Instructions for the task
Would you transcribe each of the entries exactly, with nothing added or dropped?
-=-=-=-=-
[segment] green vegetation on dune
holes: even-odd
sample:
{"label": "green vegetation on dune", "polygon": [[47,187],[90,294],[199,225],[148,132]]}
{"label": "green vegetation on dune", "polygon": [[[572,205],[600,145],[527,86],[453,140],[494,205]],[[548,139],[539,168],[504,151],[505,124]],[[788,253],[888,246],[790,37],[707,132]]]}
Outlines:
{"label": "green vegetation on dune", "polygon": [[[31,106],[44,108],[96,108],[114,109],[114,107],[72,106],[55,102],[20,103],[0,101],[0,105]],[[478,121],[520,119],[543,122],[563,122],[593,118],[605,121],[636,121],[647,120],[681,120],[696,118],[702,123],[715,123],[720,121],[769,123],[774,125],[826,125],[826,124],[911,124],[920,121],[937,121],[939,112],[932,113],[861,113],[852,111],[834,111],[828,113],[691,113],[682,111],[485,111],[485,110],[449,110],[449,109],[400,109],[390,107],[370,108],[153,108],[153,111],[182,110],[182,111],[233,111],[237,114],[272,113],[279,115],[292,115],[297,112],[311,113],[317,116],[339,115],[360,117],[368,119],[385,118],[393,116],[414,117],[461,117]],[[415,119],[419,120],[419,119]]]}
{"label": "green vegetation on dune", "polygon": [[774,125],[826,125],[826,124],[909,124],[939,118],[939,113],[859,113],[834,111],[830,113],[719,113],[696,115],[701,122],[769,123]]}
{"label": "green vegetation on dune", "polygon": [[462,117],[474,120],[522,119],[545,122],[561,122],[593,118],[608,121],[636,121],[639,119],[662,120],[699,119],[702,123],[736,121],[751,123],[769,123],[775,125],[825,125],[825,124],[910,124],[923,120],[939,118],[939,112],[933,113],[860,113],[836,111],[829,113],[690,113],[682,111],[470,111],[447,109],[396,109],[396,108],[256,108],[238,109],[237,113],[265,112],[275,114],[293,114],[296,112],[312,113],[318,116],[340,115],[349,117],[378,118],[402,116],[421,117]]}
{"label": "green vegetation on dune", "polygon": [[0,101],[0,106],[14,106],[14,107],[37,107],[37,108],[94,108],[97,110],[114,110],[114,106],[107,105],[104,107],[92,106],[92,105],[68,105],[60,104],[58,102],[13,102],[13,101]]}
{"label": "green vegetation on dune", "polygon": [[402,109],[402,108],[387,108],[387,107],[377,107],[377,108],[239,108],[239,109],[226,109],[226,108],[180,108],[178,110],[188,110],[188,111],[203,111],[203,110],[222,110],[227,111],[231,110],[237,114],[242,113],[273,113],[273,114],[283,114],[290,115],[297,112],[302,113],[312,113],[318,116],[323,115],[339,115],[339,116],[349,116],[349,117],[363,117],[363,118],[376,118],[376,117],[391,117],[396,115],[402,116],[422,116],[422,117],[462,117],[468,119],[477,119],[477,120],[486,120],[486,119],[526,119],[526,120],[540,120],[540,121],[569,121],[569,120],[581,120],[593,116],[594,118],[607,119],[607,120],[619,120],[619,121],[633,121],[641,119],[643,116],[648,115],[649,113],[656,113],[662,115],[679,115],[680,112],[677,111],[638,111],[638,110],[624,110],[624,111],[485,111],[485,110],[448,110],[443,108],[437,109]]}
-=-=-=-=-
Exercise response
[segment] green vegetation on dune
holes: even-odd
sample:
{"label": "green vegetation on dune", "polygon": [[47,187],[90,294],[199,225],[148,132]]}
{"label": "green vegetation on dune", "polygon": [[[572,205],[600,145],[527,86],[453,140],[494,205]],[[548,139],[539,168],[504,151],[505,124]],[[788,253],[888,246],[790,37],[707,132]]]}
Outlines:
{"label": "green vegetation on dune", "polygon": [[[31,106],[44,108],[96,108],[114,109],[114,107],[72,106],[55,102],[20,103],[0,101],[0,105]],[[478,121],[520,119],[543,122],[563,122],[593,118],[605,121],[636,121],[647,120],[681,120],[696,118],[702,123],[715,123],[720,121],[769,123],[774,125],[826,125],[826,124],[911,124],[920,121],[937,121],[939,112],[932,113],[861,113],[852,111],[834,111],[828,113],[691,113],[682,111],[485,111],[485,110],[449,110],[449,109],[400,109],[390,107],[370,108],[153,108],[153,111],[182,110],[182,111],[233,111],[237,114],[272,113],[279,115],[292,115],[297,112],[311,113],[317,116],[339,115],[360,117],[368,119],[385,118],[393,116],[414,117],[461,117]],[[415,119],[419,120],[419,119]]]}
{"label": "green vegetation on dune", "polygon": [[774,125],[826,125],[826,124],[909,124],[939,118],[939,113],[859,113],[834,111],[830,113],[719,113],[696,115],[701,122],[769,123]]}
{"label": "green vegetation on dune", "polygon": [[462,117],[474,120],[522,119],[545,122],[561,122],[593,118],[608,121],[636,121],[639,119],[662,120],[699,119],[702,123],[736,121],[751,123],[769,123],[775,125],[825,125],[825,124],[910,124],[923,120],[939,118],[939,112],[933,113],[860,113],[836,111],[829,113],[690,113],[682,111],[470,111],[447,109],[396,109],[396,108],[256,108],[238,109],[237,113],[265,112],[275,114],[293,114],[296,112],[312,113],[318,116],[340,115],[349,117],[378,118],[402,116],[421,117]]}
{"label": "green vegetation on dune", "polygon": [[0,101],[0,106],[14,106],[14,107],[37,107],[37,108],[94,108],[97,110],[114,110],[114,106],[107,105],[104,107],[92,106],[92,105],[68,105],[60,104],[58,102],[13,102],[13,101]]}
{"label": "green vegetation on dune", "polygon": [[402,109],[402,108],[387,108],[387,107],[377,107],[377,108],[239,108],[239,109],[226,109],[226,108],[180,108],[178,110],[188,110],[188,111],[203,111],[203,110],[222,110],[227,111],[231,110],[237,114],[242,113],[273,113],[273,114],[283,114],[290,115],[297,112],[302,113],[312,113],[318,116],[323,115],[339,115],[339,116],[349,116],[349,117],[363,117],[363,118],[376,118],[376,117],[391,117],[396,115],[402,116],[422,116],[422,117],[462,117],[468,119],[477,119],[477,120],[486,120],[486,119],[526,119],[526,120],[540,120],[540,121],[569,121],[569,120],[581,120],[593,116],[594,118],[607,119],[607,120],[619,120],[619,121],[633,121],[641,119],[643,116],[648,115],[649,113],[656,113],[662,115],[679,115],[680,112],[677,111],[638,111],[638,110],[624,110],[624,111],[485,111],[485,110],[448,110],[443,108],[437,109]]}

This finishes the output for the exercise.